**Set task**
Put each line of the data below into a Markdown table with the columns Row and Data line, numbering the rows and skipping blank lines. Leave the images out of the answer.

(Pointing data excerpts)
[START]

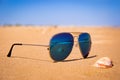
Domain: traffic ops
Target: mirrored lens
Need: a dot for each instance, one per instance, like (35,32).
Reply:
(60,46)
(84,44)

[END]

**Solution to this task**
| Row | Data line |
|---|---|
| 1 | Domain: traffic ops |
| 2 | Target: mirrored lens |
| 3 | Need: a dot for each instance, one per instance, like (35,32). |
| 4 | Reply: |
| 5 | (60,46) |
| 6 | (84,44) |